> _DOCUMENT SEGMENT_:
──────────

Awareness is a major challenge, and even though comprehensive sexuality education is part of the school curriculum young people do not take it seriously, says Lian. Furthermore, the COVID-19 pandemic severely affected access to family planning services for young people. Lian conducted an online training for 70 young men and women to empower them to become advocates on the issue. These advocates use creative means like art and poetry to raise awareness on the issue of teenage pregnancy.
Youth-led initiatives put the focus on bodily autonomy and sexual health

Gaps in information are a pressing problem, youth changemakers say. Nepal’s Lirisha Tuladhar has designed a digital platform to ensure that young people have access to accurate information on sexual health and rights. “There is a lot of misinformation on the internet. So it becomes all the more important for young people to know where to go for accurate information,” Lirisha says. She runs a website, uses social media, makes available interview podcasts of experts on sexual and reproductive health and rights done in the local Nepalese language so that marginalized communities are able to get correct information. Issues around consent in sexual relationships, bodily autonomy, and comprehensive sexuality education are some of the themes discussed.

While it is crucial that young people are empowered to prevent unintended pregnancies, access to safe and legal abortion services is equally important. Last week, in India, the Supreme Court gave a ruling that all women, regardless of their marital status, are entitled to a safe and legal abortion. Also, recently in Thailand, the government has legalised abortion upto 20 weeks of pregnancy, extending it from the earlier 12 weeks. Clearly, there is a growing recognition of women’s rights to bodily autonomy, and also that ensuring safe and legal abortion is crucial to addressing maternal mortality and morbidity.

──────────

[Saved entries]

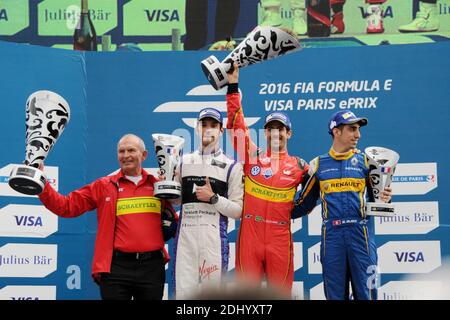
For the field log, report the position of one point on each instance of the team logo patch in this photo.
(255, 170)
(265, 160)
(268, 173)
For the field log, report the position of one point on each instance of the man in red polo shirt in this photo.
(129, 254)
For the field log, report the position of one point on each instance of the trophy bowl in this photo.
(47, 114)
(263, 43)
(168, 152)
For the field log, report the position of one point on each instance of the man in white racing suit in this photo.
(212, 192)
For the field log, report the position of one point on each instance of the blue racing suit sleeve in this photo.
(310, 192)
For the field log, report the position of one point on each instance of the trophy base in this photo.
(215, 73)
(167, 190)
(27, 180)
(380, 209)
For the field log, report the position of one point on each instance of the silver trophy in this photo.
(47, 114)
(382, 162)
(261, 44)
(168, 151)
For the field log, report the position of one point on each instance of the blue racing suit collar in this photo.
(342, 156)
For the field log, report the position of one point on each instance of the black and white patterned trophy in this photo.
(382, 162)
(168, 149)
(47, 114)
(261, 44)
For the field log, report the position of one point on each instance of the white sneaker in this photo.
(426, 19)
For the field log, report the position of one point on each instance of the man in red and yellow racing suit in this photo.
(264, 245)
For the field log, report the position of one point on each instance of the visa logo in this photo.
(162, 15)
(409, 256)
(385, 13)
(28, 221)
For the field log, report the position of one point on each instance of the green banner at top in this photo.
(60, 17)
(14, 16)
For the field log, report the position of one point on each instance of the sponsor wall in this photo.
(110, 94)
(149, 23)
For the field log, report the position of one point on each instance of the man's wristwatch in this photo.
(214, 199)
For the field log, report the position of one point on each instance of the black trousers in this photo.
(138, 277)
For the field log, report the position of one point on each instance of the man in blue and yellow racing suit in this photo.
(341, 179)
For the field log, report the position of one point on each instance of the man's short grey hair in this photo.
(130, 135)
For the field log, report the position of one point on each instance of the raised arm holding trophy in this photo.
(382, 162)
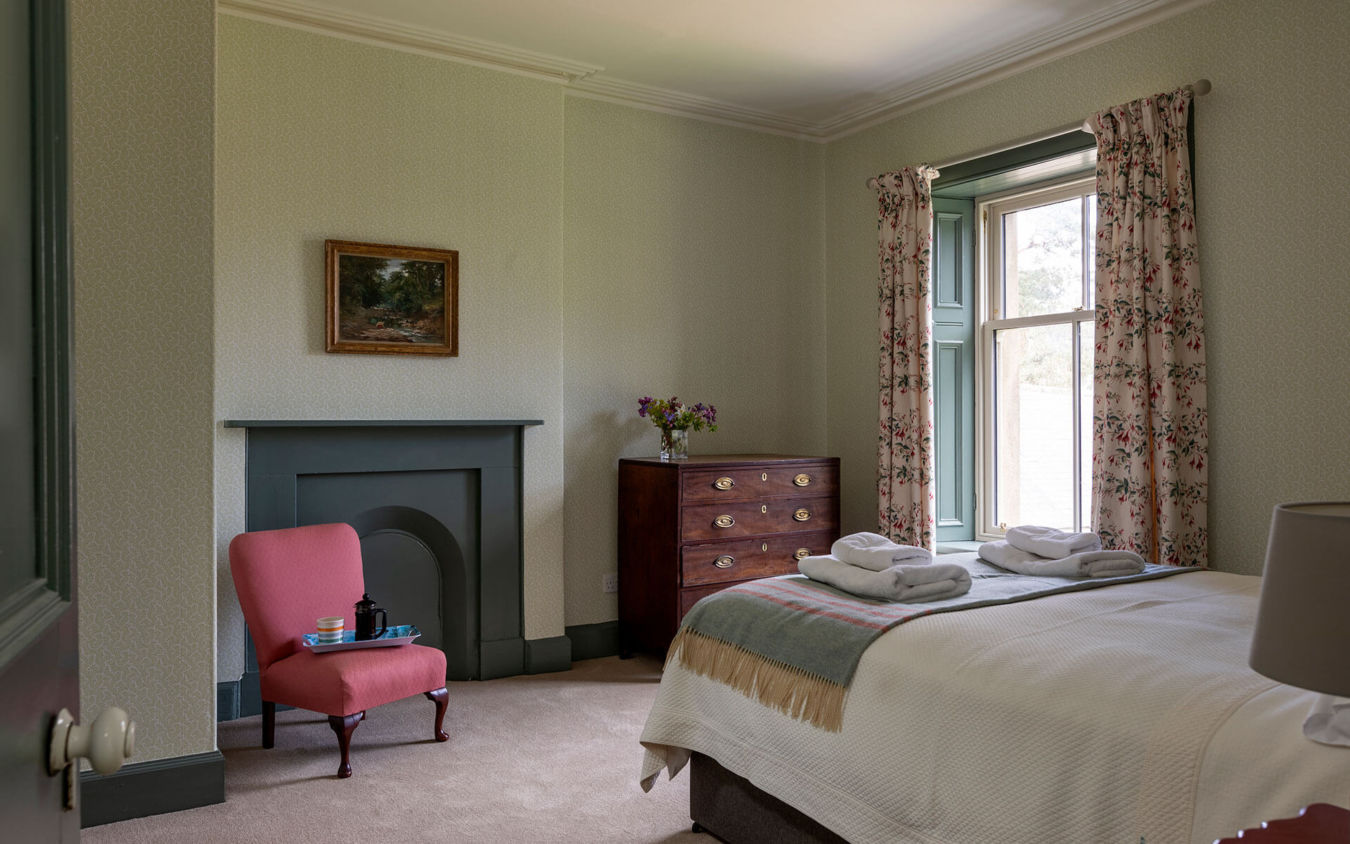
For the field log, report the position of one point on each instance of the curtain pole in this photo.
(1199, 88)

──────────

> _TASK INSTRUCTIONS_:
a: In the text on youth-led sexual health initiatives, why does Lirisha Tuladhar make her interview podcasts available in the local Nepalese language?
b: Carry on the piece about youth-led initiatives on bodily autonomy and sexual health from where it stops.

> _EXERCISE RESULTS_:
a: She offers the podcasts in the local Nepalese language so that marginalized communities can get correct information on sexual and reproductive health and rights. This matters because, as she says, there is a lot of misinformation on the internet, and young people need to know where to find accurate information.

b:
Nayanika Das, a youth changemaker from India, has named her project ‘Ab-normal’. ‘Ab’ means ‘now’ in Hindi. It is now time to normalize conversations around abortion, she says. “Why does abortion have to have so much shame and guilt around it? Why must there be this secrecy, this silence?” she asks. Her project envisions creating spaces where people who underwent abortion can talk about it. As a young woman who accessed abortion, she says the core idea is to challenge the stigma abortion seekers face. The mentoring from ARROW helped her identify a social change that matters to her personally. “I realized it is my right to have access to safe abortion and that the silence around it is not healthy,” she says.

When young people themselves identity the social problems they face and want to address them through innovative solutions, everyone stands to gain. For many of the youth changemakers, using digital platforms, building safe spaces in communities for dialogue, and challenging stereotypes seems to be the underlying common thread. Whilst these are nascent pilot projects and it is too early to determine their full impact, such innovative and passionate efforts that further SRHR advocacy merit attention and encouragement. Building a strong youth movement is crucial for sustainable development, especially in a region that hosts nearly two – thirds of the world’s youth.